Data entries

____________________

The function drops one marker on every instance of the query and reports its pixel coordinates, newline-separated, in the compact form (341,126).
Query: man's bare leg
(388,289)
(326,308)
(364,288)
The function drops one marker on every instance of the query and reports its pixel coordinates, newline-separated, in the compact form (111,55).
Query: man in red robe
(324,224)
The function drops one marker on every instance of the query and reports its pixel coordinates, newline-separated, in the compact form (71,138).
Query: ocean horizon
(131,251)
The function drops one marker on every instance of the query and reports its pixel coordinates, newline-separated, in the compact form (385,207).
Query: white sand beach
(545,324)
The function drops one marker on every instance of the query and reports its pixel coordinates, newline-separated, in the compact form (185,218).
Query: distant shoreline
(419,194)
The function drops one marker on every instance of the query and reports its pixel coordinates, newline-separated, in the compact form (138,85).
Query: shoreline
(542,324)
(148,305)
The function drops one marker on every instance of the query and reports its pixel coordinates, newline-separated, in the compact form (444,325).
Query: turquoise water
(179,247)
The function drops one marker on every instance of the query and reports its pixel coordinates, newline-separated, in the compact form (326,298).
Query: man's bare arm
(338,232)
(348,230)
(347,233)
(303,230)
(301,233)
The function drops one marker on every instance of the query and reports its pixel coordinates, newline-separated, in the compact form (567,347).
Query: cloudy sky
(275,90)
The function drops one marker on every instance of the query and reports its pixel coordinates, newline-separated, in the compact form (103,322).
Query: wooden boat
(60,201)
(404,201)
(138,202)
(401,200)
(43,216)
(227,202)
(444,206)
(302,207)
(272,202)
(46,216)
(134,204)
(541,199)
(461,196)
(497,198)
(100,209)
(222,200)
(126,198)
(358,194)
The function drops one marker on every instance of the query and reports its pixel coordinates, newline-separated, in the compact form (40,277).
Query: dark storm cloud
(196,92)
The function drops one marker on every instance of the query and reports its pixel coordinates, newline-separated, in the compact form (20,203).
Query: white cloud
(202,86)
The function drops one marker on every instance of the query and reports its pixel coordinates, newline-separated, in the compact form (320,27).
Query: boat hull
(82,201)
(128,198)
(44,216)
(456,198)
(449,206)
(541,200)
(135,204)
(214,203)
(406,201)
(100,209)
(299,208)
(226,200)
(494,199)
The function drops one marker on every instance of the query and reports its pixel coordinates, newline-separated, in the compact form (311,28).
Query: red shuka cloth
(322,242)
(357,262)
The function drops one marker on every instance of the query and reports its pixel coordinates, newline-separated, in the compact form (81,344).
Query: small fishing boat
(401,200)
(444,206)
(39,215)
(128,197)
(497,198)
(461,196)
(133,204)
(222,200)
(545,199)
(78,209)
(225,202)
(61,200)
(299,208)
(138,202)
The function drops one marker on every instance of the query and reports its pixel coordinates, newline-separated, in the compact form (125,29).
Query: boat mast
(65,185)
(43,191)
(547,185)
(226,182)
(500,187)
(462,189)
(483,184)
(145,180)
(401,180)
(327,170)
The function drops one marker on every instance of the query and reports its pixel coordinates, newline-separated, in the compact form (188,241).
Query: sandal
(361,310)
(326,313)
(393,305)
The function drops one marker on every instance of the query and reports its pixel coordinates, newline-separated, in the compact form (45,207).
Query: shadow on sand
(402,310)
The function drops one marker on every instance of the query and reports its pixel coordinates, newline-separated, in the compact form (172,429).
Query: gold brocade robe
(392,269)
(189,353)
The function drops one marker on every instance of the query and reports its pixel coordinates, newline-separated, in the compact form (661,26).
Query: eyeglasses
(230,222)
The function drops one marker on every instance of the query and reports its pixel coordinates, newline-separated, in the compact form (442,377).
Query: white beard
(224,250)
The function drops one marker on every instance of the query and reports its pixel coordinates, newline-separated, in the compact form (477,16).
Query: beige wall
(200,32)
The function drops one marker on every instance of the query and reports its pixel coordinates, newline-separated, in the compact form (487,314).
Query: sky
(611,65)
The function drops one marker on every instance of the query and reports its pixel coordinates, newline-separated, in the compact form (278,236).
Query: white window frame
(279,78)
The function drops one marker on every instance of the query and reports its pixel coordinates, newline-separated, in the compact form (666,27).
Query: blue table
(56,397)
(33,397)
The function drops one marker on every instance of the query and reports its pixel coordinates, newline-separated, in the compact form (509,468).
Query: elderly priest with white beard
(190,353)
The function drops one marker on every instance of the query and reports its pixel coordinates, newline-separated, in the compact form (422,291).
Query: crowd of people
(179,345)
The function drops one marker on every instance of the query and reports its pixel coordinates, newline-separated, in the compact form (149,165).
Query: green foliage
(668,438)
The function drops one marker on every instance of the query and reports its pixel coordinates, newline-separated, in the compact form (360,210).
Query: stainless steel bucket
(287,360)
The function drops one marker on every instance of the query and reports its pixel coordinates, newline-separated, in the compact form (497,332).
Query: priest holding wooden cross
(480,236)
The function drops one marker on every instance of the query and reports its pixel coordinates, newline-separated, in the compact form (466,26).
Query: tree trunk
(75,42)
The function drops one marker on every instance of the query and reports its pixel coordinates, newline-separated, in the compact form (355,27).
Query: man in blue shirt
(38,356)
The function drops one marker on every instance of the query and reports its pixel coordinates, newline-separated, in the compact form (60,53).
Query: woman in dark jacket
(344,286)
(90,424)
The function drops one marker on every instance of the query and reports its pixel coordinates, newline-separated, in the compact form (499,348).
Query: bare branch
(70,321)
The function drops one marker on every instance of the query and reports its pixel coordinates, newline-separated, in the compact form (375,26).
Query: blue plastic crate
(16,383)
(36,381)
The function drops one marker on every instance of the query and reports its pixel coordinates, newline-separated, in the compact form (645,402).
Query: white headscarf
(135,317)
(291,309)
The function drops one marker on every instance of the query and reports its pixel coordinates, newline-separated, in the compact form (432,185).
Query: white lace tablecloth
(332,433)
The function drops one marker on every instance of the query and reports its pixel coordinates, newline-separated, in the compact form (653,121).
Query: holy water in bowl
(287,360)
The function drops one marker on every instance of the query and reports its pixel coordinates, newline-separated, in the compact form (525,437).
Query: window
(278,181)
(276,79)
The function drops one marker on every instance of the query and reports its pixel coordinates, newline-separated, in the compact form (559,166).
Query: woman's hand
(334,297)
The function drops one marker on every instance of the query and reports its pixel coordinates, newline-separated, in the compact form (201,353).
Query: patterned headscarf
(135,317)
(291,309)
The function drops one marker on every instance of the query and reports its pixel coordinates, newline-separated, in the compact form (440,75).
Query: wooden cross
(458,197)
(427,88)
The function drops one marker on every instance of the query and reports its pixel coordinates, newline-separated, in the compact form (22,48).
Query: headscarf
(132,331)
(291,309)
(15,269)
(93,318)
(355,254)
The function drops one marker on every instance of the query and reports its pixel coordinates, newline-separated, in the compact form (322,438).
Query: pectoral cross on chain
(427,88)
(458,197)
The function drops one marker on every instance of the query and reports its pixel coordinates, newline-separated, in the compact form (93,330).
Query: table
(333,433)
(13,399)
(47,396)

____________________

Set down every entry exactly as given.

The function drops one marker on every instance of the query and reports its pixel coordinates, newline-separated, in the compact form (341,126).
Query: man's bare leg
(388,289)
(326,308)
(364,288)
The function drops one marker on every instance of the query and reports its pixel coordinates, newline-separated, in the compact form (111,55).
Query: man in red robe
(324,224)
The function drops one marker on every instance of the query and reports its pixel coordinates, newline-separated, in the compact form (71,138).
Query: ocean horizon
(131,251)
The function drops one marker on every instance of the query and reports its pixel coordinates, newline-separated, in the compact form (385,207).
Query: white sand beach
(545,324)
The function drops one marker on every instance of the query and reports its pixel coordinates, newline-separated, in the compact form (185,218).
Query: distant shoreline
(419,194)
The function drops one marker on every instance of the query and reports its pixel coordinates, newline-separated, in the compact form (138,85).
Query: shoreline
(542,324)
(148,305)
The function drops one marker on every instance of the query and reports its pixel coordinates, newline-separated, in the compact form (444,325).
Query: turquoise water
(179,247)
The function drops one marker on every instance of the query and reports its pixel coordinates, newline-separated, in the compact form (326,298).
Query: man's bare arm
(338,232)
(348,230)
(347,233)
(303,230)
(301,233)
The function drops one marker on every instance of the query and reports its pixel coordinates, newline-separated, in the compact form (567,347).
Query: cloudy sky
(275,90)
The function drops one marker on every instance of the query and reports its pixel coordinates, newline-separated, in the compact form (103,322).
Query: wooden boat
(60,201)
(404,201)
(138,202)
(401,200)
(43,216)
(227,202)
(444,206)
(302,207)
(272,202)
(46,216)
(134,204)
(541,199)
(461,196)
(497,198)
(100,209)
(222,200)
(126,198)
(358,194)
The function drops one marker on every instance of the query and reports its pixel coordinates, newline-separated, in the compact form (40,277).
Query: dark storm cloud
(196,92)
The function drops one marker on every instance of the query and reports its pixel coordinates, newline-separated, in the compact form (20,203).
Query: white cloud
(202,86)
The function drops one marker on every instance of the query and reports its pixel coordinates, newline-separated, in the compact form (320,27).
Query: boat hull
(82,201)
(128,198)
(44,216)
(456,198)
(449,206)
(541,200)
(135,204)
(214,203)
(406,201)
(100,209)
(299,208)
(226,200)
(494,199)
The function drops one marker on every instance of the query and reports its pixel coordinates, newline-separated, in the compact form (311,28).
Query: red shuka cloth
(322,242)
(357,262)
The function drops one marker on every instance of the query and reports its pixel coordinates, newline-separated, in the compact form (81,344).
Query: small fishing boat
(401,200)
(444,206)
(39,215)
(128,197)
(497,198)
(461,196)
(133,204)
(222,200)
(545,199)
(78,209)
(225,202)
(61,200)
(299,208)
(138,202)
The function drops one marker on every instance of the query and reports its pixel coordinates, newline-separated, in the compact form (125,29).
Query: boat mast
(65,185)
(43,191)
(547,185)
(226,182)
(500,187)
(462,189)
(483,184)
(145,180)
(401,180)
(327,170)
The function drops one marker on every instance of the query and reports its pixel coordinates, newline-separated, in the compact form (188,241).
Query: sandal
(361,310)
(326,313)
(393,305)
The function drops one marker on every instance of the query and reports its pixel coordinates, newline-separated, in the compact form (45,207).
Query: shadow on sand
(402,310)
The function drops one marker on every instance of the query and reports its pixel coordinates, newline-separated, in the compact form (172,429).
Query: gold brocade robe
(392,269)
(189,353)
The function drops one marker on every instance of the query and reports its pixel coordinates, newline-separated, in the compact form (661,26).
Query: eyeglasses
(230,222)
The function drops one marker on every instance of the query and reports its pixel coordinates, newline-separated, in the compact form (442,377).
Query: white beard
(224,250)
The function drops one marker on every instance of the query and reports its pixel coordinates, newline-separated, in the compact form (477,16).
Query: beige wall
(200,32)
The function drops one marker on every instance of the query and reports its pixel coordinates, newline-separated, in the compact form (487,314).
Query: sky
(611,65)
The function drops one marker on every instance of the query and reports its pixel coordinates, newline-separated, in the compact form (278,236).
Query: white window frame
(279,78)
The function drops one marker on every instance of the query and reports its pixel coordinates, newline-separated, in the compact form (666,27).
Query: blue table
(56,397)
(33,397)
The function drops one marker on every instance of the query and reports its pixel coordinates, newline-separated, in the compact form (509,468).
Query: elderly priest with white beard
(190,353)
The function drops one marker on every instance of the query and reports its pixel coordinates, newline-separated, in the compact form (422,291).
Query: crowd of people
(179,345)
The function drops one marker on every instance of the query and reports its pixel coordinates, newline-separated, in the compact form (149,165).
Query: green foliage
(668,438)
The function drops one marker on every instance of the query and reports its pixel coordinates, newline-separated, in the compact form (360,210).
Query: stainless steel bucket
(287,360)
The function drops one marker on every instance of the query and reports its pixel coordinates, newline-separated, in the compact form (497,332).
Query: priest holding wooden cross
(480,236)
The function drops one marker on every instance of the query and reports its pixel coordinates, newline-separated, in the compact form (466,26).
Query: tree trunk
(75,42)
The function drops one marker on every instance of the query and reports its pixel coordinates, newline-separated, in the compact form (355,27).
Query: man in blue shirt
(38,356)
The function drops one marker on every instance of the query and reports its pixel coordinates, newline-separated, in the compact form (60,53).
Query: woman in dark jacket
(344,286)
(90,424)
The function drops one marker on every instance of the query and reports its pixel coordinates, newline-separated, in the compact form (499,348).
Query: bare branch
(70,321)
The function drops one marker on every instance of the query and reports its pixel coordinates, newline-separated, in the compact form (375,26).
Query: blue plastic crate
(16,383)
(36,381)
The function drops one marker on every instance of the query and reports its pixel coordinates, newline-separated, in the compact form (645,402).
Query: white headscarf
(135,317)
(291,309)
The function drops one marker on every instance of the query and reports its pixel coordinates, newline-separated, in the compact form (432,185).
Query: white lace tablecloth
(332,433)
The function drops one marker on every instance of the query and reports its pixel coordinates, newline-separated, in the compact form (653,121).
Query: holy water in bowl
(287,360)
The function drops one marker on every instance of the query and reports its pixel coordinates, newline-separated, in the compact form (525,437).
Query: window
(278,181)
(276,79)
The function drops one marker on every instance of the query and reports its pixel coordinates, newline-separated, in the compact form (559,166).
Query: woman's hand
(334,297)
The function drops one marker on every instance of the query and reports its pixel coordinates, newline-separated, in the compact form (201,353).
Query: patterned headscarf
(135,317)
(291,309)
The function drops one marker on every instance of the query and reports its pixel coordinates, newline-separated, in the compact form (440,75).
Query: wooden cross
(458,197)
(427,88)
The function drops one marker on every instance of the query and reports its pixel coordinates, newline-separated, in the compact form (22,48).
Query: headscarf
(132,331)
(291,309)
(15,269)
(93,318)
(355,254)
The function drops one marker on every instance of the query and reports its pixel coordinates, newline-separated, in the compact form (322,438).
Query: pectoral cross on chain
(427,88)
(458,197)
The function drops one marker on every instance of the query and reports its pixel coordinates, newline-separated, in the compact form (93,330).
Query: table
(333,433)
(13,399)
(47,396)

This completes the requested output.